▶ [What to work on]:
Write out every one of the following records without changes, and leave the pictures out of your copy.

[Point labeling data based on photos]
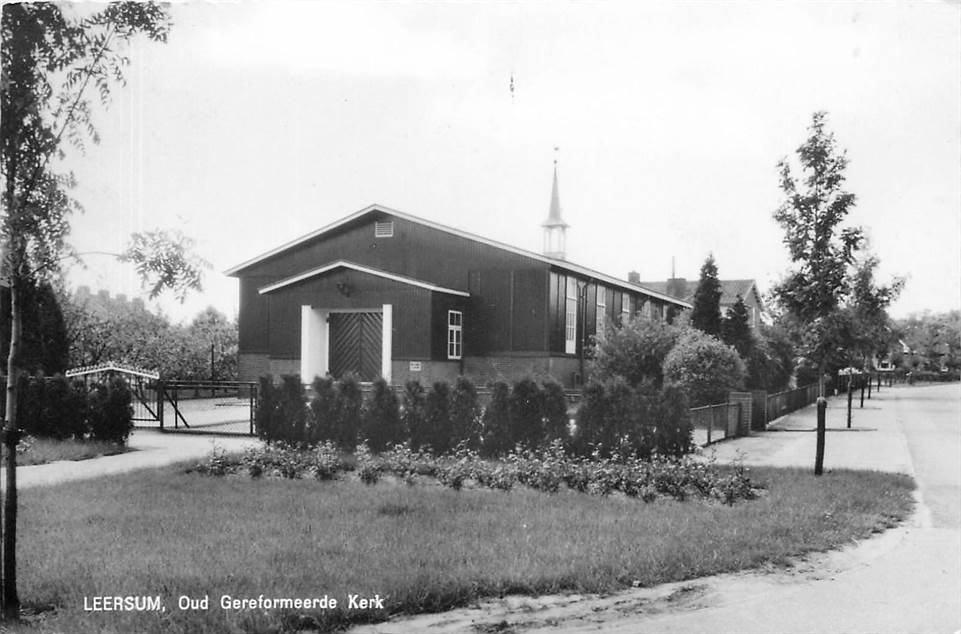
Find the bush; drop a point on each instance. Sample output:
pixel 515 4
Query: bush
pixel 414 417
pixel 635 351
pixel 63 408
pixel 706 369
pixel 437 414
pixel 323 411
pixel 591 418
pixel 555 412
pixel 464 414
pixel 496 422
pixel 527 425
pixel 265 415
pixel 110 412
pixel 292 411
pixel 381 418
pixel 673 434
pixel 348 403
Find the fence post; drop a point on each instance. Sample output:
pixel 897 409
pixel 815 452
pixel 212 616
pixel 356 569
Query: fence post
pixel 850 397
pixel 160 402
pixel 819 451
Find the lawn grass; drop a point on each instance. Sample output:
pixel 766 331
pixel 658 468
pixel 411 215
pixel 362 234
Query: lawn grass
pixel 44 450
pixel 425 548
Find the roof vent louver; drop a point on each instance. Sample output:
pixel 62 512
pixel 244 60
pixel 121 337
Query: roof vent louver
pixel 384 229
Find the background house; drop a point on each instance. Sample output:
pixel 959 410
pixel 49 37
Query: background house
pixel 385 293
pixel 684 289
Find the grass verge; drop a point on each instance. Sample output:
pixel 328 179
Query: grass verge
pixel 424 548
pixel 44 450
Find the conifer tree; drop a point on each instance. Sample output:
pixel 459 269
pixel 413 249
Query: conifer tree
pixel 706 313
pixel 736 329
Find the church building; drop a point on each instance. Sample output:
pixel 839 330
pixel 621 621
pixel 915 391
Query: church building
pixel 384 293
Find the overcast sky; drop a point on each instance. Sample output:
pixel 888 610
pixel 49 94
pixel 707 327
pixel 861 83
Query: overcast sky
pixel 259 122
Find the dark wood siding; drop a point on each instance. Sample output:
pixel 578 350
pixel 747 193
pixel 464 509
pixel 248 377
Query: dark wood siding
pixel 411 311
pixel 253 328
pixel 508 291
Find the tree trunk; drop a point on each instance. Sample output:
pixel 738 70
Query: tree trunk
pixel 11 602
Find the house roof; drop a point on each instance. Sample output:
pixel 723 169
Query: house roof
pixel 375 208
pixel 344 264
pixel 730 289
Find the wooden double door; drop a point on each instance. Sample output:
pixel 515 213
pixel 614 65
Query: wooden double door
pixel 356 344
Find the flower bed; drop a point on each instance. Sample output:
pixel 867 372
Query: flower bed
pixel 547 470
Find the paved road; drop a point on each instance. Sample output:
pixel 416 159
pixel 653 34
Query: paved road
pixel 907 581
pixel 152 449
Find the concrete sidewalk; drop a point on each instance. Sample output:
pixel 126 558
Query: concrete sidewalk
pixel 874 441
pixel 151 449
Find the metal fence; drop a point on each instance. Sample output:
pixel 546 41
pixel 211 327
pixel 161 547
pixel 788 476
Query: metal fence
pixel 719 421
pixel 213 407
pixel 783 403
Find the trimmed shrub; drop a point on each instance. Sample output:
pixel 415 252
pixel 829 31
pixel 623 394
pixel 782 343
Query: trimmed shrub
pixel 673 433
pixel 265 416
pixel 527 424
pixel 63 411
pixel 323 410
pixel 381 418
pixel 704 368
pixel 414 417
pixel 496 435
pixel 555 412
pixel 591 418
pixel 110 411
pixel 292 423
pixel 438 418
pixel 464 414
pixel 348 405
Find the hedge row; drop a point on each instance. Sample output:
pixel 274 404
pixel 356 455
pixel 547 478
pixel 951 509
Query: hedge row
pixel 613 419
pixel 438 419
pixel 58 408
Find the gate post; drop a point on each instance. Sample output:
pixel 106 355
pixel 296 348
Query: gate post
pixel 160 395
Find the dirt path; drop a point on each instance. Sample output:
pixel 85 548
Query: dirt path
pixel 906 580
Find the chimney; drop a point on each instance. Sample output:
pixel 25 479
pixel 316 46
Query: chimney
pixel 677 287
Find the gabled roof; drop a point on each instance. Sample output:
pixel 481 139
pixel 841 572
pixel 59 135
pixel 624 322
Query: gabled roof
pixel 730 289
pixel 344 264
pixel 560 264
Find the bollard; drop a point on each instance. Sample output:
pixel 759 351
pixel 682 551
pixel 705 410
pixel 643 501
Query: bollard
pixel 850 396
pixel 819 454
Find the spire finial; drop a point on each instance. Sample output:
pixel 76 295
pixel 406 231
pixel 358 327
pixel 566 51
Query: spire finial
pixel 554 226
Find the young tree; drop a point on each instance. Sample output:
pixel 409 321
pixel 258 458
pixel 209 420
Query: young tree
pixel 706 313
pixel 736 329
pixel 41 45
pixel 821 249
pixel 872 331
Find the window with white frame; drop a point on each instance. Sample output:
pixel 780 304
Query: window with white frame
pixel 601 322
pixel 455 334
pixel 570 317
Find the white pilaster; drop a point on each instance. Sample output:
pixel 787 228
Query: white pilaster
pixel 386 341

▶ [In response]:
Find the bush; drop a point on each instance. Sample output:
pixel 515 4
Query: bush
pixel 414 417
pixel 635 351
pixel 63 408
pixel 706 369
pixel 437 414
pixel 323 411
pixel 591 418
pixel 555 412
pixel 464 414
pixel 496 422
pixel 527 425
pixel 265 415
pixel 110 412
pixel 292 411
pixel 381 418
pixel 673 434
pixel 348 403
Find the fence post; drop a point on each instance. Sample output:
pixel 897 409
pixel 815 452
pixel 212 616
pixel 356 569
Query: fence post
pixel 850 397
pixel 160 402
pixel 819 451
Find the lawn grass; drop a point on each instance. Sample output:
pixel 766 331
pixel 658 468
pixel 411 215
pixel 362 234
Query: lawn grass
pixel 44 450
pixel 425 548
Find the roof vent louver; drop a point on each instance. Sample output:
pixel 62 512
pixel 244 60
pixel 121 337
Query: roof vent louver
pixel 384 229
Find the background house; drop a point on each instance. Sample output:
pixel 959 410
pixel 49 37
Query: background house
pixel 385 293
pixel 684 289
Find the grass verge; drop a point on each instance. Sample output:
pixel 328 179
Query: grass verge
pixel 424 548
pixel 44 450
Find the conifer tree; drop a point on each instance. Sample output:
pixel 459 269
pixel 413 249
Query: conifer tree
pixel 706 313
pixel 736 329
Find the church building; drop a point on each instance. Sample output:
pixel 839 330
pixel 621 621
pixel 915 391
Query: church building
pixel 384 293
Find the overcast sky; drop a point on each instance. Sample output:
pixel 888 610
pixel 49 94
pixel 707 327
pixel 861 83
Query: overcast sky
pixel 259 122
Find the dark wood siding; drop a point on each instance. Sample output:
pixel 578 350
pixel 747 193
pixel 464 509
pixel 248 377
Query: dark wood siding
pixel 411 311
pixel 253 328
pixel 508 291
Find the tree trunk; drop a point on each instance. Sample output:
pixel 738 70
Query: tree trunk
pixel 11 602
Find the house roof; drop a point on each instance. Sample output:
pixel 723 169
Query: house roof
pixel 375 208
pixel 344 264
pixel 730 289
Find the wooden double door; drop a point on each instance. Sample output:
pixel 515 213
pixel 614 65
Query: wooden double door
pixel 356 344
Find the flower bed; drop a point on each instance. Sample output:
pixel 867 372
Query: flower bed
pixel 547 470
Find the paved road; drop a point on each instance. Sample output:
pixel 416 159
pixel 653 34
Query: paved road
pixel 907 581
pixel 152 449
Find the concrete sidewalk; drop a point on each instance. Sample output:
pixel 126 558
Query: concrete sidewalk
pixel 874 441
pixel 151 449
Find the metal fence; drop a point on each instance. Sample output:
pixel 546 41
pixel 211 327
pixel 161 547
pixel 788 476
Query: metal fence
pixel 719 421
pixel 213 407
pixel 783 403
Find the trimmed shrub; drop a point on each instance. Sample output:
pixel 415 252
pixel 829 31
pixel 623 394
pixel 782 343
Query: trimmed shrub
pixel 673 433
pixel 265 416
pixel 527 424
pixel 63 411
pixel 323 410
pixel 381 418
pixel 704 368
pixel 414 417
pixel 496 435
pixel 555 412
pixel 591 418
pixel 110 411
pixel 292 423
pixel 438 418
pixel 464 414
pixel 348 405
Find the hedge row; drop a point on each instance. Sample output:
pixel 274 404
pixel 356 455
pixel 547 478
pixel 951 509
Query: hedge row
pixel 613 419
pixel 438 419
pixel 58 408
Find the gate post; drop a point on each instance. Sample output:
pixel 106 355
pixel 296 348
Query: gate post
pixel 160 395
Find the dirt path; drop a point on each instance. Sample output:
pixel 85 548
Query: dirt path
pixel 906 580
Find the chimney; drop a point on each instance. Sample output:
pixel 25 479
pixel 316 46
Query: chimney
pixel 677 287
Find the gabled roof; drop a point on each instance. Sample output:
pixel 481 139
pixel 841 572
pixel 59 135
pixel 624 322
Query: gabled roof
pixel 730 289
pixel 344 264
pixel 560 264
Find the bollard; drop a point on each instance. Sample output:
pixel 759 351
pixel 682 551
pixel 705 410
pixel 643 501
Query: bollard
pixel 850 396
pixel 819 454
Find the spire finial; drop a point on each instance. Sample output:
pixel 76 295
pixel 406 231
pixel 358 327
pixel 566 51
Query: spire finial
pixel 554 226
Find the young tree; drop a point on each instance. Sample output:
pixel 409 321
pixel 258 458
pixel 209 420
Query: young tree
pixel 706 313
pixel 736 329
pixel 41 45
pixel 821 249
pixel 872 331
Find the window with white frame; drop a point on each instance. Sample output:
pixel 780 304
Query: window with white frame
pixel 601 322
pixel 455 334
pixel 570 317
Find the white pilaster; drop a point on each instance. Sample output:
pixel 787 228
Query: white pilaster
pixel 386 341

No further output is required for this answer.